Data to examine below:

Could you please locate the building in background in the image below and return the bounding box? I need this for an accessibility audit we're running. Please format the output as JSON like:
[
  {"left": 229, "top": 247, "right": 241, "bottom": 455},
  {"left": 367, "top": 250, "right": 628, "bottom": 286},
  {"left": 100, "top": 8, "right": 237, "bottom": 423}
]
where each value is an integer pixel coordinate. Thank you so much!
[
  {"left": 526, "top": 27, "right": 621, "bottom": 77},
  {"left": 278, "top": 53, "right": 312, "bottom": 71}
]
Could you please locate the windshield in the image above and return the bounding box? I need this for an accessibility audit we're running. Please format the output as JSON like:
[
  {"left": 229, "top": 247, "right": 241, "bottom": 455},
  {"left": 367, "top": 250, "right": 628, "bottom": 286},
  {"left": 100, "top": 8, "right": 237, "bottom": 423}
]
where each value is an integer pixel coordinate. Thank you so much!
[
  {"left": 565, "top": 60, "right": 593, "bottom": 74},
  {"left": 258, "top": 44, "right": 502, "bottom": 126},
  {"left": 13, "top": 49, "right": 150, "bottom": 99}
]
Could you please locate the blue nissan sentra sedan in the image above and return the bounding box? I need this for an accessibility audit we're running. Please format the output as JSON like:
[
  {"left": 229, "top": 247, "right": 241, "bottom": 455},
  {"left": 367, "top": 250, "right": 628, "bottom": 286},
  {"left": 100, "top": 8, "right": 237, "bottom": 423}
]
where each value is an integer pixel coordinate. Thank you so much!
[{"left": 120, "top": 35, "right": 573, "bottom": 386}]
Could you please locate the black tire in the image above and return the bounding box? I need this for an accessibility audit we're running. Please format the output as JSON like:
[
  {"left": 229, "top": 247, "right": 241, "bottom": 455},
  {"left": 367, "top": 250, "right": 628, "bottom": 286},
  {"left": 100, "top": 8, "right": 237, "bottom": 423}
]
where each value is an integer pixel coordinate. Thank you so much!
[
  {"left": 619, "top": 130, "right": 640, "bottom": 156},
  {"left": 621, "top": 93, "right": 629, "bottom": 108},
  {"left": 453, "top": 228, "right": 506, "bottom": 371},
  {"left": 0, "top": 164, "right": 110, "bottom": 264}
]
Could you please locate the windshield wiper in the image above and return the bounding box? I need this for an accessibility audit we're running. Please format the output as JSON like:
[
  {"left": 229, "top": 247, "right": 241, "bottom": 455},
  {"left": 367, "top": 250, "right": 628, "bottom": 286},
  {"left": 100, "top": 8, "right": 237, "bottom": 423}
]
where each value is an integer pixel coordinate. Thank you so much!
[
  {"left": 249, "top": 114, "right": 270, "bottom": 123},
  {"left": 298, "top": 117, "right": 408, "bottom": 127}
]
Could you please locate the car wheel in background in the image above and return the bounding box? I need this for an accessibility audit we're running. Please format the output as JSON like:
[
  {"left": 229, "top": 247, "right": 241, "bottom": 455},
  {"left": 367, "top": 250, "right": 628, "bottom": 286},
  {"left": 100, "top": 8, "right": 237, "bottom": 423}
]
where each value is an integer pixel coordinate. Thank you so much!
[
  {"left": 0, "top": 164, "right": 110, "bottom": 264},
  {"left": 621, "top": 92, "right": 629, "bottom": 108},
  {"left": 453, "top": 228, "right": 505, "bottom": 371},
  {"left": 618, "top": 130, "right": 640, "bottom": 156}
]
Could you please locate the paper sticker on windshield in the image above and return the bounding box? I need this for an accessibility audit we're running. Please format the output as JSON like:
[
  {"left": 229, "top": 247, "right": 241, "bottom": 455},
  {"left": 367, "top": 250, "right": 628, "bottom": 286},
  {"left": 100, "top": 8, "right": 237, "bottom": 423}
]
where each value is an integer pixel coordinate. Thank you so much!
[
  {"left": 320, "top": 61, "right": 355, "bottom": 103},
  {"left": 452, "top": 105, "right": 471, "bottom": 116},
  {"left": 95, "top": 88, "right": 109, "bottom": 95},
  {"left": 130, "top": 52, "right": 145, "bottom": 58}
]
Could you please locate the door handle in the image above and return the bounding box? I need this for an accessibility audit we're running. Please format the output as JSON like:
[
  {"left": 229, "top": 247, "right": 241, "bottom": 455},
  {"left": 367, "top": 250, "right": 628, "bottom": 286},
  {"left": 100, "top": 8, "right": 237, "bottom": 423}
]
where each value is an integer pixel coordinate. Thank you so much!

End of Data to examine.

__The task__: Reproduce the records above word for word.

__Response below__:
Could you please locate the building in background in the image below and return the bounding box? I need this for an accessibility audit we're running. Please format the output as JSON like:
[
  {"left": 229, "top": 247, "right": 241, "bottom": 455},
  {"left": 367, "top": 250, "right": 628, "bottom": 286},
  {"left": 100, "top": 8, "right": 237, "bottom": 423}
]
where each value is an integer pixel coordinate. Thank you so much!
[
  {"left": 526, "top": 27, "right": 621, "bottom": 77},
  {"left": 278, "top": 53, "right": 312, "bottom": 71}
]
Could you please locate the windshield in the image above and return the bounding box? I need this for an accessibility audit we're running. Please format the output as JSON like:
[
  {"left": 229, "top": 247, "right": 241, "bottom": 455},
  {"left": 367, "top": 250, "right": 628, "bottom": 286},
  {"left": 100, "top": 8, "right": 237, "bottom": 423}
]
where each value is an integer pixel coordinate. Thank you so much!
[
  {"left": 565, "top": 60, "right": 593, "bottom": 74},
  {"left": 258, "top": 44, "right": 502, "bottom": 126},
  {"left": 13, "top": 49, "right": 150, "bottom": 99}
]
Could you please locate the blue nissan sentra sedan in the image above and return the bounding box? I need this for an accessibility audit we're running. Please format the output as JSON like:
[
  {"left": 229, "top": 247, "right": 241, "bottom": 455},
  {"left": 367, "top": 250, "right": 628, "bottom": 286},
  {"left": 100, "top": 8, "right": 237, "bottom": 423}
]
where each value is an integer pixel coordinate. Thank you so much!
[{"left": 120, "top": 35, "right": 573, "bottom": 386}]
Could you please locate the black tire in the image above and return the bounding box? I need this for an accessibility audit we're running. Please format the output as JSON like:
[
  {"left": 229, "top": 247, "right": 241, "bottom": 455},
  {"left": 367, "top": 250, "right": 628, "bottom": 286},
  {"left": 100, "top": 8, "right": 237, "bottom": 423}
]
where each value is an integer pixel coordinate. Thank you so much!
[
  {"left": 619, "top": 130, "right": 640, "bottom": 156},
  {"left": 621, "top": 93, "right": 629, "bottom": 108},
  {"left": 453, "top": 228, "right": 506, "bottom": 371},
  {"left": 0, "top": 164, "right": 110, "bottom": 264}
]
Could you please locate the windshield wiper in the image above and return the bounding box? I need this for an accessibility audit we're running. Please format the output as JSON like:
[
  {"left": 229, "top": 247, "right": 241, "bottom": 455},
  {"left": 367, "top": 250, "right": 628, "bottom": 286},
  {"left": 100, "top": 8, "right": 237, "bottom": 423}
]
where each value is an integer pixel coordinate. Thank you so much!
[
  {"left": 249, "top": 114, "right": 270, "bottom": 123},
  {"left": 298, "top": 117, "right": 408, "bottom": 127}
]
Could you please locate the car wheel in background in the image above and return the bounding box? I need this for an accessibility audit we're running. Please format the output as JSON like:
[
  {"left": 229, "top": 247, "right": 241, "bottom": 455},
  {"left": 367, "top": 250, "right": 628, "bottom": 286},
  {"left": 100, "top": 8, "right": 237, "bottom": 423}
]
where each value is an integer pixel coordinate. Thank you so much!
[
  {"left": 0, "top": 164, "right": 110, "bottom": 264},
  {"left": 621, "top": 92, "right": 629, "bottom": 108},
  {"left": 453, "top": 228, "right": 505, "bottom": 371},
  {"left": 618, "top": 130, "right": 640, "bottom": 156}
]
Could you please locate the paper sticker on windshield in the image above and return the bounding box? I need this for an accessibility audit we're running. Please format the output as JSON like:
[
  {"left": 229, "top": 247, "right": 241, "bottom": 455},
  {"left": 367, "top": 250, "right": 628, "bottom": 286},
  {"left": 100, "top": 8, "right": 237, "bottom": 423}
]
where each value is an integer pixel coordinate. Thank you so much!
[
  {"left": 320, "top": 61, "right": 355, "bottom": 103},
  {"left": 452, "top": 105, "right": 471, "bottom": 116},
  {"left": 95, "top": 88, "right": 109, "bottom": 95},
  {"left": 130, "top": 52, "right": 145, "bottom": 58}
]
Could you please locate the door handle in the image above and return the bounding box? I need this for an accessibility audit we're running. Please format the output as JSON like:
[
  {"left": 229, "top": 247, "right": 241, "bottom": 455},
  {"left": 367, "top": 250, "right": 628, "bottom": 286},
  {"left": 100, "top": 8, "right": 237, "bottom": 423}
]
where each value is an integer pixel coordinate. Thank you so much!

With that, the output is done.